* [Passage choisi]:
* * * * * * * * *

Monstres contre Aliens vient clore une décennie riche en projets pour Dreamworks Animation, où plusieurs séries majeures ont été lancées et ont conquis les petits (et les grands, un peu), à l’image de Shrek, Madagascar ou Kung Fu Panda, déclinés en suites, séries télévisées et bien sur produits dérivés pour faire cracher le porte-feuille du parent.

Monstres contre Aliens aura connu une postérité plus discrète : quelques courts-métrages et une série animée principalement. Le film n’aura empoché « que » 180 millions de dollars à sa sortie sur les écrans de cinéma. La loose ?

* * * * * * * * *

* [Consigne 1]: Résumez en deux phrases le texte sur Monstres contre Aliens.
Le texte et le listing n'ont aucun lien entre eux.

* * * * * * * * *

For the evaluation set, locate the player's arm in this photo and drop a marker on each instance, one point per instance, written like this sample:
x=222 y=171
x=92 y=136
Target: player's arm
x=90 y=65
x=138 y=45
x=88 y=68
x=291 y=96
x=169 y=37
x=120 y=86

* * * * * * * * *

* [Consigne 2]: Reformulez l'intégralité du listing en une liste JSON de chaînes, chaque ligne donnant une chaîne, sans les lignes vides.

* [Résultat final 1]: Monstres contre Aliens clôt une décennie riche en projets pour Dreamworks Animation, qui a lancé des séries à succès comme Shrek, Madagascar ou Kung Fu Panda, déclinées en suites, séries télévisées et produits dérivés. Le film a connu une postérité plus discrète, avec quelques courts-métrages et une série animée, et n'a rapporté « que » 180 millions de dollars à sa sortie en salles.

* [Résultat final 2]:
[
  "For the evaluation set, locate the player's arm in this photo and drop a marker on each instance, one point per instance, written like this sample:",
  "x=222 y=171",
  "x=92 y=136",
  "Target: player's arm",
  "x=90 y=65",
  "x=138 y=45",
  "x=88 y=68",
  "x=291 y=96",
  "x=169 y=37",
  "x=120 y=86"
]